SET TASK A — From the article on sentence processing below, list the units of oral language that it names in order.

READING TEXT —
## BEGIN

Monday, April 24, 2017

Processing Complex Sentences Can Impact Speaking, Listening, and Reading Development

 Sentences (Part 2 of 3):  Processing Sentences

“Sentence” is the third unit (sound-word-sentence-discourse) of oral language described as a primary basis for learning to read and reading to learn.  Developmentally, the “average” child begins to put words together to form “sentences” by age 2.   They don’t know the “parts of speech” names, but they do learn that there are certain kinds of words that go together (nouns and verbs, nouns and adjectives, verbs and adverbs) to achieve a certain purpose.  As they continue to develop, their sentences grow longer and more complex. 

I write about sentences in terms of three dimensions:  structure, process(ing) and function.  I began with structure because structure (form/grammar) is often the way sentences are talked about by adults and are addressed in school curriculum. 

Sentence Processing
There is more to sentence development than its form or structure (syntax). Equally important for the development of literacy (reading) skills are processing of sentences and using sentences for communication—function.

## END

AVAILABLE DATA —
## BEGIN

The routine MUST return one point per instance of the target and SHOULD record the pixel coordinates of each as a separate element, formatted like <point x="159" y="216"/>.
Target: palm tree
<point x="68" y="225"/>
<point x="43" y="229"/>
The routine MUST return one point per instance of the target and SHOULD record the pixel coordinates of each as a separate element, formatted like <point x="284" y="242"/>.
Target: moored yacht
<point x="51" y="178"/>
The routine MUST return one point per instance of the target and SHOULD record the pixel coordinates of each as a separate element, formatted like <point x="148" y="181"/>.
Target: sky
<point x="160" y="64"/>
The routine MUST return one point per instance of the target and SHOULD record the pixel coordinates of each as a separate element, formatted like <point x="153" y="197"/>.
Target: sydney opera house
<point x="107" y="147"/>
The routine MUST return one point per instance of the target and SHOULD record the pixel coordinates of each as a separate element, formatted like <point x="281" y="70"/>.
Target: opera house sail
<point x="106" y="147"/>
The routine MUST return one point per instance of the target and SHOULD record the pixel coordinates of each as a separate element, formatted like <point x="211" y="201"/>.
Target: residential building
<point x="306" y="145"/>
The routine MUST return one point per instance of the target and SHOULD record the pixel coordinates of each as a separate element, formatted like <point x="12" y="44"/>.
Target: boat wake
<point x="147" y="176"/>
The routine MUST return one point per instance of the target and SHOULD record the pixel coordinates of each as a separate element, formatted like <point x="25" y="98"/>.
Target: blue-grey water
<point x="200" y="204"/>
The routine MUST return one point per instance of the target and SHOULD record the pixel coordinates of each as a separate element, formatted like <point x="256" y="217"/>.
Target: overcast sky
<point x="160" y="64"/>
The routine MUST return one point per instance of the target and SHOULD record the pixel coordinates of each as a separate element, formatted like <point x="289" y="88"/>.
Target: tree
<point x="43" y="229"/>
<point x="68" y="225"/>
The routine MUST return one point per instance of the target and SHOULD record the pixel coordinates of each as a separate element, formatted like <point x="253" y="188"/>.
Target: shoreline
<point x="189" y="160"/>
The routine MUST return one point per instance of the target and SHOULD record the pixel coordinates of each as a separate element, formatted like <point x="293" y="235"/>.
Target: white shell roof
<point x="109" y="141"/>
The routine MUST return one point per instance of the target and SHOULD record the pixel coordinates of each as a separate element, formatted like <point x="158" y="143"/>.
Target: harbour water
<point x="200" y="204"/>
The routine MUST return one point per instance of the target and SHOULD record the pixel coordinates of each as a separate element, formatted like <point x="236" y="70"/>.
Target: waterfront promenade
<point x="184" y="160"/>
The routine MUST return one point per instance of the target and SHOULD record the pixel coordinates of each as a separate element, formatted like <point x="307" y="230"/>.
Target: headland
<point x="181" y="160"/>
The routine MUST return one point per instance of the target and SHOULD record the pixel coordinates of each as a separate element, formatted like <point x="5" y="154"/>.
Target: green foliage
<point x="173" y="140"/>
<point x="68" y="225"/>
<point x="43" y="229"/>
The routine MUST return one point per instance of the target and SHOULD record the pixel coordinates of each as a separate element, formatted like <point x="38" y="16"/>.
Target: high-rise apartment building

## END

SET TASK B — Identify each line of the records above that contains the string "building", and copy every such line.

EXERCISE ANSWER A — sound, word, sentence, discourse

EXERCISE ANSWER B —
Target: residential building
Target: high-rise apartment building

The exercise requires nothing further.